Why it’s been so warm and windy in Southern California this winter
The official stats are in: January and February were the driest first two months of the year on record across much of California. Those months should normally be the wettest period of the year.
February was also unusually warm. In Southern California, the warm readings were repeatedly accompanied by Santa Ana winds. These conditions dried out vegetation after an uncommonly wet December in the state and spurred winter wildfires such as the Emerald fire in Laguna Beach.
After the December deluges, the atmospheric phenomenon nicknamed the Ridiculously Resilient Ridge by climate scientist Daniel Swain, moved back into position in the eastern Pacific. This big lump of high pressure pushed the jet stream or storm track inland, and set the stage for heat advisories during Super Bowl week in Los Angeles.
So California and the Southwest returned to what is more like the script for a second consecutive La Niña winter, amplified by climate change, and raising fears of a third year of record drought.
This high-pressure pattern that promotes clear skies and warm, dry winter weather also provides the perfect setup for Santa Ana winds. There have been at least 20 Santa Anas since September, according to Alex Tardy, a meteorologist with the National Weather Service in San Diego.
Slight shifts in the pattern can make all the difference. During December, the huge high-pressure system had backed off to the west, allowing the storm track to dig southward to California. Storms from the Gulf of Alaska hurtled down the West Coast and tapped into tropical moisture from atmospheric rivers at least three times.
Since then, that high-pressure area has mainly shifted back to the east, said Tardy, shutting off the wet storms. But a slight shift to the west brought a storm that dropped a foot of snow on Big Bear during the first weekend of March. It’s a very fine line between wind and precipitation in this pattern, he explained.
This warm air mass is a much stronger block than you would normally expect in the Pacific in January and February, Tardy explained. In fact, he described the weather pattern during Super Bowl week as very similar to the one that brought record heat to the West Coast last summer. The difference, though, is in the magnitude. Because of the season, it couldn’t be as strong as it is during the summer.
Nevertheless, this blocking high has been pushing storms away to the north and east, and for the most part keeping Southern California dry, windy and unseasonably warm. Its position has resulted in a succession of “inside sliders,” or storms that have been forced down the east side of the ridge over the interior West.
If these systems were able to come down the West Coast over water, we would probably be talking about a series of wet storms, but since they come down over land, they’re dry.
As upper troughs pass, they’re followed by high pressure building at the surface. The trough, which moves west to east as part of the jet stream, typically generates sundowner winds in southern Santa Barbara County, then north winds through the Interstate 5 corridor, culminating in the surface high setting up over the interior, often Nevada, and generating the Southland’s infamous northeasterly offshore Santa Ana winds.
In this pattern, cold air high in the troposphere, on the west side of the trough, converges and sinks. It starts out at around 30,000 feet, where airliners cruise, and descends to the surface. This creates an area of dry, cold, high-pressure air, pooling in a part of the inland West called the Great Basin, which acts like a big bowl whose sides are formed by mountain ranges. The cold air circulates clockwise and, because the atmosphere is always seeking to restore equilibrium, diverges and flows toward lower pressure.

* Problem requirements: According to the article on Southern California's winter weather, how many Santa Ana winds have there been since September? The listing after this article is separate material and has no connection to it.

* Stored data:
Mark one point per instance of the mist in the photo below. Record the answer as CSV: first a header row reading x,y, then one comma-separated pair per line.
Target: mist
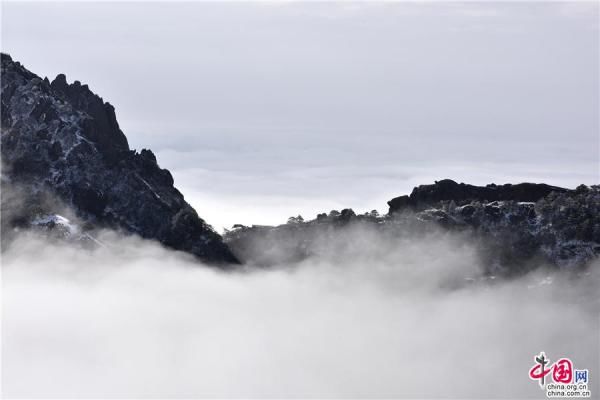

* Reply to the exercise: At least 20.